Goal of the exercise>
Copy all of the material below word for word, leaving out the picture.
— begin Provided material —
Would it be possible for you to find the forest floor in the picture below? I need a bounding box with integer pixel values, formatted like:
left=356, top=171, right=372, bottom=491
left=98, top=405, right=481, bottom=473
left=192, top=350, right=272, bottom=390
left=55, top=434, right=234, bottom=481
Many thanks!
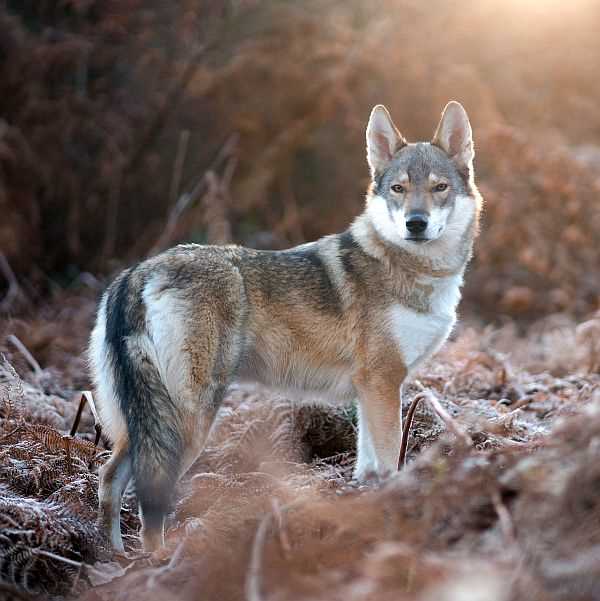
left=0, top=291, right=600, bottom=601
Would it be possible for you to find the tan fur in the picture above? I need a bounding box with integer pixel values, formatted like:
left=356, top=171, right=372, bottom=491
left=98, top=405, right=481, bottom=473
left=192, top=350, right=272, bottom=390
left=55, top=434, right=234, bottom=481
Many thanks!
left=90, top=103, right=481, bottom=549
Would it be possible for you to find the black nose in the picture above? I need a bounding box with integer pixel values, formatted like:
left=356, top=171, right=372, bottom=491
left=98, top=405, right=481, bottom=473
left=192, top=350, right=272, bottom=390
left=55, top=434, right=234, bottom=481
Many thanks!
left=406, top=213, right=427, bottom=234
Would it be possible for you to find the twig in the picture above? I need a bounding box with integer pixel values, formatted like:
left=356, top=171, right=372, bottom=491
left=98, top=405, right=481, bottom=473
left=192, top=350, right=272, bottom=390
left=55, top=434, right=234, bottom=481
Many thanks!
left=0, top=252, right=25, bottom=313
left=415, top=380, right=473, bottom=447
left=246, top=513, right=273, bottom=601
left=69, top=394, right=87, bottom=438
left=7, top=334, right=43, bottom=376
left=169, top=129, right=190, bottom=204
left=492, top=491, right=517, bottom=544
left=398, top=381, right=473, bottom=470
left=398, top=394, right=423, bottom=470
left=271, top=497, right=292, bottom=555
left=124, top=46, right=209, bottom=173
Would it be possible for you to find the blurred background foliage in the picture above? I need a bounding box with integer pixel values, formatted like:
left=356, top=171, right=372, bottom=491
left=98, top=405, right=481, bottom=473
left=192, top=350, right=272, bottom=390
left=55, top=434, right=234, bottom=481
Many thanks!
left=0, top=0, right=600, bottom=321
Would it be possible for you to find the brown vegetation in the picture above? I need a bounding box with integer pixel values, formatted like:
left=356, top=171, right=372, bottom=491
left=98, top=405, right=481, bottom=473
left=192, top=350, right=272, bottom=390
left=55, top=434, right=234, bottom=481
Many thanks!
left=0, top=0, right=600, bottom=601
— end Provided material —
Full output>
Would it be possible for you to find the forest floor in the picture below? I need a bounding box with integer pixel values, formatted like:
left=356, top=171, right=372, bottom=491
left=98, top=405, right=481, bottom=473
left=192, top=350, right=272, bottom=390
left=55, top=434, right=234, bottom=481
Many thanks!
left=0, top=291, right=600, bottom=601
Would it be possible for you to find the tan fur in the picture above? I need a bounding box with integer pixel values, formatted like:
left=356, top=171, right=372, bottom=491
left=98, top=405, right=481, bottom=473
left=192, top=350, right=272, bottom=390
left=55, top=434, right=234, bottom=481
Many thanks!
left=90, top=103, right=481, bottom=549
Would it be possible for you to find the black nose in the picture above? I need a bounding box with integer pixel values, formatted like:
left=356, top=171, right=372, bottom=491
left=98, top=405, right=481, bottom=473
left=192, top=350, right=272, bottom=390
left=55, top=434, right=234, bottom=481
Many thanks!
left=406, top=213, right=427, bottom=234
Would it be possible for you to find the twig in the picture above? I need a bounding box with integer pixel values, formatted like:
left=356, top=171, right=372, bottom=491
left=98, top=405, right=481, bottom=473
left=192, top=350, right=272, bottom=390
left=55, top=434, right=234, bottom=481
Many thanks!
left=0, top=252, right=25, bottom=313
left=415, top=380, right=473, bottom=447
left=246, top=513, right=273, bottom=601
left=69, top=394, right=87, bottom=438
left=7, top=334, right=43, bottom=376
left=169, top=129, right=190, bottom=204
left=492, top=491, right=517, bottom=544
left=398, top=381, right=473, bottom=470
left=398, top=394, right=423, bottom=470
left=271, top=497, right=292, bottom=555
left=124, top=46, right=209, bottom=173
Would it be possible for you to find the blurred background foliage in the picture above? I need a bounding box with integer pixel values, formatted like:
left=356, top=171, right=372, bottom=491
left=98, top=405, right=481, bottom=473
left=192, top=350, right=272, bottom=390
left=55, top=434, right=234, bottom=481
Many thanks!
left=0, top=0, right=600, bottom=321
Would it be possible for you to find the brown vegetation in the picture above? I need a bounding box with integer pixel values, formatted like:
left=356, top=171, right=372, bottom=491
left=98, top=405, right=481, bottom=473
left=192, top=350, right=272, bottom=390
left=55, top=434, right=234, bottom=481
Many thanks!
left=0, top=0, right=600, bottom=601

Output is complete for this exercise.